*** Opening Supplied records ***

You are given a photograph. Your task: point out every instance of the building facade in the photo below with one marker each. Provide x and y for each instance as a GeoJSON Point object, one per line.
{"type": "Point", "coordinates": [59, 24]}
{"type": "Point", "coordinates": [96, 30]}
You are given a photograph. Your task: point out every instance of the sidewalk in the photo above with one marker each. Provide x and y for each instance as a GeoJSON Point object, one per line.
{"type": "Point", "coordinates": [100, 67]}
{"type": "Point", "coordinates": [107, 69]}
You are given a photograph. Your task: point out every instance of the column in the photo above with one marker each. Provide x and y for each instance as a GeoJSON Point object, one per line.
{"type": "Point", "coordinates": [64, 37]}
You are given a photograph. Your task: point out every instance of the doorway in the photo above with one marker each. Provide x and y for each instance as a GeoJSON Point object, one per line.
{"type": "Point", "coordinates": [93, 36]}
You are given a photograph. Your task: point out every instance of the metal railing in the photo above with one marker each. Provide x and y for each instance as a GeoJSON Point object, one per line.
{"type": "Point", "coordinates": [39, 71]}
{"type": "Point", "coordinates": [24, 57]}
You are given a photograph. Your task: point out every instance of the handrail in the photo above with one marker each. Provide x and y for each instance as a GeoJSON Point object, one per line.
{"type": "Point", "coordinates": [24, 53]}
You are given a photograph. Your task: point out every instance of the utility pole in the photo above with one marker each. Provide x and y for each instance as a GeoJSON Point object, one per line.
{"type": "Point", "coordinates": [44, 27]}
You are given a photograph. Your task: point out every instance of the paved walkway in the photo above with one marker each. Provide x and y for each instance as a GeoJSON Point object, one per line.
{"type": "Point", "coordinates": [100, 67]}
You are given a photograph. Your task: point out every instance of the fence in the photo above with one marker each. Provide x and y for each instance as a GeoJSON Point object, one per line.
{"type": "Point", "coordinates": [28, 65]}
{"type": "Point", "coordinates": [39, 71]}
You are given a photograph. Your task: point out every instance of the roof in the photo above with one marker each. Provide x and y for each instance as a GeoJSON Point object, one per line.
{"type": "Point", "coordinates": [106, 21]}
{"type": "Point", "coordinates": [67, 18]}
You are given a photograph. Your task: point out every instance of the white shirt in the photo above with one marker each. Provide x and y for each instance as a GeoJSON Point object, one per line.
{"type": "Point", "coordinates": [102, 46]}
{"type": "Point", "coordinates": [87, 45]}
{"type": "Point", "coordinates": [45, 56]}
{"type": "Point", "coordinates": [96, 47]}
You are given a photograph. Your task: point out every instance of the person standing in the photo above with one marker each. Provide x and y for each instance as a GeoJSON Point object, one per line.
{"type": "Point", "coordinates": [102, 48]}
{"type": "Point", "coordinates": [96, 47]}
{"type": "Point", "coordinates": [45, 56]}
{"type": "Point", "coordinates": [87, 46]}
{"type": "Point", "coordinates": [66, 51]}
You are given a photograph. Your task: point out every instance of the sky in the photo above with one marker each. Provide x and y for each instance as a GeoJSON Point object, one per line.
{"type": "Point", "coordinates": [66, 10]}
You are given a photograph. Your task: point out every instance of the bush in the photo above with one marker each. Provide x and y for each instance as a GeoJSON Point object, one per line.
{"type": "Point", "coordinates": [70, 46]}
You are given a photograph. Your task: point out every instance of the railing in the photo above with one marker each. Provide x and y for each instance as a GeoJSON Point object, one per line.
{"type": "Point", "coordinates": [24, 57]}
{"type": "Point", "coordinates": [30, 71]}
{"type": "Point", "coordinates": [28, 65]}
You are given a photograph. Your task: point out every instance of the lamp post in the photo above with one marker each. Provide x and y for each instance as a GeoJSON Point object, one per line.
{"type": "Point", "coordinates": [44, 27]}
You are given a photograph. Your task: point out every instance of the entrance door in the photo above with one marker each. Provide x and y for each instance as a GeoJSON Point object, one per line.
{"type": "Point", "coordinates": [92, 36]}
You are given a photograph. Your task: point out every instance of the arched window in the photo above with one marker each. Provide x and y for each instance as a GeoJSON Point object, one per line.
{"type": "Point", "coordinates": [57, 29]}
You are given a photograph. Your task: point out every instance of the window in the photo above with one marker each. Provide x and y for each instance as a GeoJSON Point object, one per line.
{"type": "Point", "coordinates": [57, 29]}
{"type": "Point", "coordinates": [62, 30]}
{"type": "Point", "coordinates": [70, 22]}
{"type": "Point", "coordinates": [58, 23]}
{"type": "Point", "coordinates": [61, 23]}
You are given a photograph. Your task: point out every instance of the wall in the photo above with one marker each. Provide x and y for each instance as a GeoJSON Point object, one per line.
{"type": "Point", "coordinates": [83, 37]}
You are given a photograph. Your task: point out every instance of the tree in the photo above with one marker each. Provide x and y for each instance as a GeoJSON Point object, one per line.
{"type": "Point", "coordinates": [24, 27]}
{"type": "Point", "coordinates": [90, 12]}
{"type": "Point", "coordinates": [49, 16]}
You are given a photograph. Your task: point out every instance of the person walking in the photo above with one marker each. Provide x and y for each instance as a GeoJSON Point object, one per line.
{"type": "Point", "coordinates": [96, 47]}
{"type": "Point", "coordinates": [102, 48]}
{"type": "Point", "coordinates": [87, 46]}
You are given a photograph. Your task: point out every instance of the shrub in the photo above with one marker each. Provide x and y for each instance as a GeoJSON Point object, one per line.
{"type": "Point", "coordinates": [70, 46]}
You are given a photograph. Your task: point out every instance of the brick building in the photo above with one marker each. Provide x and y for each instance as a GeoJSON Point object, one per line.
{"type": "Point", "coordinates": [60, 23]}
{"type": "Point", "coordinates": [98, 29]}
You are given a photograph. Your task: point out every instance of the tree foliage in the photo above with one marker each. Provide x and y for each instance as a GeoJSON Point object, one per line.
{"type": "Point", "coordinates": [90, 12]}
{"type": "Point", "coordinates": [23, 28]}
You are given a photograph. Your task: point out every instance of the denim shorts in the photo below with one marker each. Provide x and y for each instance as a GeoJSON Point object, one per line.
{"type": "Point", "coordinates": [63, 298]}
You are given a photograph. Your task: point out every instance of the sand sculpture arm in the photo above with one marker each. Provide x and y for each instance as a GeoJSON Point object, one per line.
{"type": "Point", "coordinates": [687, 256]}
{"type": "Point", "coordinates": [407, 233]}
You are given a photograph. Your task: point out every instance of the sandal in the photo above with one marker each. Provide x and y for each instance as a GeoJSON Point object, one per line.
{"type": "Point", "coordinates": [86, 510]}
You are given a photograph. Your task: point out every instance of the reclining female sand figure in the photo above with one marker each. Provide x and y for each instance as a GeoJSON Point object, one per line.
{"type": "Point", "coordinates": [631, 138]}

*** Closing Supplied records ***

Output the line containing "of the sandal" together with all later lines of the entries, exactly as written, through the final line.

### Expected answer
You are given a photograph. Your task: point out every instance of the sandal in the photo above with one marker each. Provide x and y for each instance as a GeoJSON Point object, one per line.
{"type": "Point", "coordinates": [86, 510]}
You are given a photograph. Your task: point out every instance of the reclining female sand figure in the photo above with one marker each. Provide x and y for each instance as a GeoJSON Point object, one per line.
{"type": "Point", "coordinates": [631, 138]}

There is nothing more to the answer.